Convert the lines below into a JSON list of strings with one string per line. Leave out any blank lines.

*** Data shown ***

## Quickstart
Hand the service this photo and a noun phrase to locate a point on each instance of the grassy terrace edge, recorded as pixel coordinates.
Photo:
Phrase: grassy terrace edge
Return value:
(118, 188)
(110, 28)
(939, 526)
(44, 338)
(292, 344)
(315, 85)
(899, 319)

***

Exercise solution
[
  "## Quickstart",
  "Hand the service this photo and a noun phrase to locate a point on each instance of the grassy terrace edge, recorded as pixel coordinates.",
  "Photo:",
  "Phrase: grassy terrace edge",
  "Return value:",
  "(118, 188)",
  "(110, 28)",
  "(939, 526)",
  "(44, 338)",
  "(292, 344)",
  "(315, 85)",
  "(899, 319)"
]